Exactly as written, repeat all of the records below.

━━ Task inputs ━━

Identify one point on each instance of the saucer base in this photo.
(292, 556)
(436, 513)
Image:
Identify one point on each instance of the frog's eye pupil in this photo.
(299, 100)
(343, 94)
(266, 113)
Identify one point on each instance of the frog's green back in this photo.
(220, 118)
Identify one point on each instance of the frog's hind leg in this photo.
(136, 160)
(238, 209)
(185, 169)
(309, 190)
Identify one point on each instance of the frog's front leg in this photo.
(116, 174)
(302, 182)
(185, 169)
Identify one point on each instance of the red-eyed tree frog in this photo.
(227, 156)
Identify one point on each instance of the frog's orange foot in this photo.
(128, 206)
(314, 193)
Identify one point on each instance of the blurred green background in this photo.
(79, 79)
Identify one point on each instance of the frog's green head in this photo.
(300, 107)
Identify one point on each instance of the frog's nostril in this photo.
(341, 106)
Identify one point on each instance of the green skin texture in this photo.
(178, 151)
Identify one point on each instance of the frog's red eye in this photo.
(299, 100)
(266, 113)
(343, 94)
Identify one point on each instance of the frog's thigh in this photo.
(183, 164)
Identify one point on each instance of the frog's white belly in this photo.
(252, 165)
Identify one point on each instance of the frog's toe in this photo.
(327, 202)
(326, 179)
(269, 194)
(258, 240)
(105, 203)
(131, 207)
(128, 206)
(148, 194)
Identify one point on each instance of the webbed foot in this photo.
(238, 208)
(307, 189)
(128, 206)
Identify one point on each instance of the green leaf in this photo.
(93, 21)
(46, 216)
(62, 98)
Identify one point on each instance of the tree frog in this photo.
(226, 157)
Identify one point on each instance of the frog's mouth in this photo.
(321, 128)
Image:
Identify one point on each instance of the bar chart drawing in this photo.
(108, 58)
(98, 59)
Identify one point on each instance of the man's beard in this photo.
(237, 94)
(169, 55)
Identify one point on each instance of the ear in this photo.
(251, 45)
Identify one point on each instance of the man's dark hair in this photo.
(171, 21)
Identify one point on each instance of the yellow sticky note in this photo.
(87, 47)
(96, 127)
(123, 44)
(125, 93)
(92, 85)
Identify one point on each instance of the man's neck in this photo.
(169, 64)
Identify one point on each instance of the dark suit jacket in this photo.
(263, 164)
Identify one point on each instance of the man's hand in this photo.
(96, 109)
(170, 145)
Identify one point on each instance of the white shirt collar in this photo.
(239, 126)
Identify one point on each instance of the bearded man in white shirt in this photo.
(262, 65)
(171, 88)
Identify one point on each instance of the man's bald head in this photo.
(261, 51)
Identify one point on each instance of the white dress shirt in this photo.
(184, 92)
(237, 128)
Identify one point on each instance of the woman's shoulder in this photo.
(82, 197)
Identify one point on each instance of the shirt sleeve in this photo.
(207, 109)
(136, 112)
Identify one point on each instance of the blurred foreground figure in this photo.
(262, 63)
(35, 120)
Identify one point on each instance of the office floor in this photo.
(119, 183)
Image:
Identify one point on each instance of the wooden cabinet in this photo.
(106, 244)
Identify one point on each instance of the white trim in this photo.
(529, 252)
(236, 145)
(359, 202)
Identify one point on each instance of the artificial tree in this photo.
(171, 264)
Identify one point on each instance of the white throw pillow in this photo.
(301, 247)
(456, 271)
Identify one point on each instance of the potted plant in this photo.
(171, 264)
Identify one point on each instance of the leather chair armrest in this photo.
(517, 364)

━━━

## Exercise output
Identify one point on each instance of the saucer base in this photo.
(292, 556)
(436, 513)
Image:
Identify one point on each instance of the frog's eye pupil in this photo.
(299, 100)
(343, 94)
(266, 113)
Identify one point on each instance of the frog's green back in this photo.
(220, 118)
Identify one point on each instance of the frog's hind leg in this photo.
(136, 160)
(238, 209)
(185, 169)
(309, 190)
Identify one point on each instance of the frog's front leg in this photo.
(116, 174)
(302, 182)
(185, 169)
Identify one point on each instance of the red-eyed tree frog in this photo.
(227, 156)
Identify one point on each instance of the frog's orange foot in this photo.
(128, 206)
(314, 193)
Identify one point on each instance of the blurred green background in this photo.
(79, 79)
Identify one point on each instance of the frog's green head in this photo.
(300, 107)
Identify one point on each instance of the frog's nostril in this photo.
(341, 106)
Identify one point on each instance of the green skin texture in this photo.
(178, 151)
Identify one point on each instance of the frog's red eye in this photo.
(299, 100)
(266, 113)
(343, 94)
Identify one point on each instance of the frog's thigh in this photo.
(183, 164)
Identify one point on each instance of the frog's white belly in this photo.
(252, 165)
Identify one point on each instance of the frog's toe in this photo.
(327, 202)
(326, 179)
(269, 194)
(258, 240)
(105, 203)
(131, 207)
(128, 206)
(148, 194)
Identify one point on each instance of the webbed foot in this photo.
(238, 208)
(307, 189)
(128, 206)
Identify one point on each instance of the green leaf in this photo.
(93, 21)
(46, 216)
(62, 98)
Identify one point on each instance of the tree frog in this photo.
(226, 157)
Identify one point on each instance of the frog's mouth in this photo.
(321, 128)
Image:
Identify one point on each instance of the bar chart drawing in this photo.
(108, 58)
(98, 59)
Identify one point on each instance of the man's beard in this photo.
(237, 94)
(169, 55)
Identify one point on each instance of the ear in this photo.
(251, 45)
Identify one point on each instance of the man's dark hair in this photo.
(171, 21)
Identify one point on each instance of the yellow sticky note in this photo.
(87, 47)
(96, 127)
(123, 44)
(125, 93)
(92, 85)
Identify one point on each instance of the man's neck in this photo.
(169, 64)
Identify one point on each instance of the dark suit jacket in this photo.
(263, 164)
Identify one point on each instance of the man's hand in this photo.
(96, 109)
(170, 145)
Identify one point on each instance of the white shirt collar in this photo.
(239, 126)
Identify one point on each instance of the bearded man in white shirt in this photo.
(262, 65)
(171, 88)
Identify one point on each instance of the man's bald head in this photo.
(261, 51)
Identify one point on each instance of the white dress shirt in this photo.
(184, 92)
(237, 128)
Identify one point on each instance of the woman's shoulder in this photo.
(82, 197)
Identify one point on each instance of the shirt sleeve in this photo.
(207, 109)
(136, 112)
Identify one point on each instance of the blurred foreground figure in this photo.
(262, 63)
(35, 120)
Identify one point on each instance of the office floor in this photo.
(119, 183)
Image:
Identify one point on each instance of the wooden cabinet in this photo.
(106, 244)
Identify one point on each instance of the white trim in this photo.
(529, 252)
(236, 145)
(359, 202)
Identify one point on each instance of the artificial tree in this photo.
(171, 264)
Identify one point on each instance of the white throw pillow in this photo.
(301, 247)
(456, 271)
Identify one point on each instance of the potted plant in this photo.
(171, 264)
Identify one point on each instance of the leather chair armrest in this photo.
(517, 364)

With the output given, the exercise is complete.